▶ **WHAT IS REQUIRED**
Please write the next part of the biofuel cell passage below, picking up right after its final sentence.

In co-pending U.S. patent application Ser. No. 10/932,371 published as US Patent Publication US 2005-0074663, the Applicants teach that the low current densities of a biofuel cell may be overcome by constructing a fuel cell comprising an electrode consisting of a microporous current collector that incorporates a multitude of domains, wherein each domain contains a soluble redox catalyst. Neither the catalyst nor the electron transport mediator are immobilized in any fashion within the domain but are instead in fluid association with one another The fluid association of these elements of the electrode is unique and responsible for a more efficient system than heretofore described. In spite of the advance in the art provided by this system, preferred electrodes of this type still require a membrane or presence of a membrane or other barrier to separate the anode and cathode.
It is well accepted in the art of fuel cell design and manufacture that a membrane or other barrier is required to physically separate the anode and cathode. As such, a tremendous volume of literature exists that describe preferred materials for proton exchange and details of each material's proton transport and conductivity, etc. Recent work by Mano, N. et al. (J Am Chem Soc. Nov. 6, 2003 ; 124(44):12962-12963; Chem Commun (Camb). Feb. 21, 2003; (4):518-519; J Am Chem Soc. May 28, 2003 ; 125(21):6588-94; Proceedings, Electrochemical Society 2003, 2002-25 (Micropower and Micro-devices): 176-182; and WO 03/106966 A-2; see also, Heller, A. “Miniature Biofuel Cells” (Review) Phys. Chem. Chem. Phys. 2004, 6:209-216) has suggested that modifying the conformation of the fuel cell elements may mitigate the need for a membrane per se. Specifically, this group describes miniature membrane-less biofuel cells, that operate at up to 0.78 V under physiological conditions. The anodic electrocatalyst was comprised of a glucose oxidase and an anode redox polymer mixture, crosslinked onto the surface of a carbon fiber in the form of a swollen hydrogel; likewise, the cathodic electrocatalyst was created by a hydrogel of bilirubin oxidase and a cathode redox copolymer crosslinked onto the surface of a second carbon fiber. Although no membrane is used in this system per se, immobilization of the cathode and anode in the hydrogel effectively produced a barrier, separating these elements of the cell.

▶ **EXCERPTED DATA**
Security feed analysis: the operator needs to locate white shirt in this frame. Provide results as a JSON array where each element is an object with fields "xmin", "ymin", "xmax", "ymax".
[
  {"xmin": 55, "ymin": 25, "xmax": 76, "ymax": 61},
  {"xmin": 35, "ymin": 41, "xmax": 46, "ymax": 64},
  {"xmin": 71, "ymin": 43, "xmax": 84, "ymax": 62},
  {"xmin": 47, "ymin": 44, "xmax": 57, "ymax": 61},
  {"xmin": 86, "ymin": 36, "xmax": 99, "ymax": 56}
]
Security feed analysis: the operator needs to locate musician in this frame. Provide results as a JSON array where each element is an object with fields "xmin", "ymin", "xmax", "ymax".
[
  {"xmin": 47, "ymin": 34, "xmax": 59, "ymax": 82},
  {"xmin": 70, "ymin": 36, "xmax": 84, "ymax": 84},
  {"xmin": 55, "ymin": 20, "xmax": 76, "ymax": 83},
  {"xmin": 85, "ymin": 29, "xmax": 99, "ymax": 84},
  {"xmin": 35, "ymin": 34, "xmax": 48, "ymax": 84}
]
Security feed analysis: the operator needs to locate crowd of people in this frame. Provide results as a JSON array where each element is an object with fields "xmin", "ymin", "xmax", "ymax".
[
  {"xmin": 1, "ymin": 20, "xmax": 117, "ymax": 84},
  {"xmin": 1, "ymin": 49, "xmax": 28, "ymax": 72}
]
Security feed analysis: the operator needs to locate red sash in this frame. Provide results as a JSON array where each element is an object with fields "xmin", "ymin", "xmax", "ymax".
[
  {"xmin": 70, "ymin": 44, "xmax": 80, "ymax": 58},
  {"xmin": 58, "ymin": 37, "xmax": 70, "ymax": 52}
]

▶ **EXERCISE ANSWER**
The work of S. Topcagic and S. Minteer (Abstracts of Papers, 227th ACS National Meeting, Anaheim, Calif., Mar. 28-Apr. 1, 2004; American Chemical Society, Washington, D.C.) teach a membraneless ethanol/oxygen biofuel cell. Specifically, these authors have utilized enzymes at the cathode and anode. However, the enzymes are immobilized and may not be freely accessible to the fuel.
A need exists therefore for the development of a membrane-free biological fuel cell having redox catalyst- or enzymatic redox catalyst-based electrodes that are capable of generating useful current densities.
Applicants have solved the stated problem by the design of a fuel cell electrode that comprises the redox catalyst and substrate in fluid association with each other within a microdomain of the electrode; and when these electrodes are used in a fuel cell, no membrane is required for the separation of the anode and the cathode and requisite components.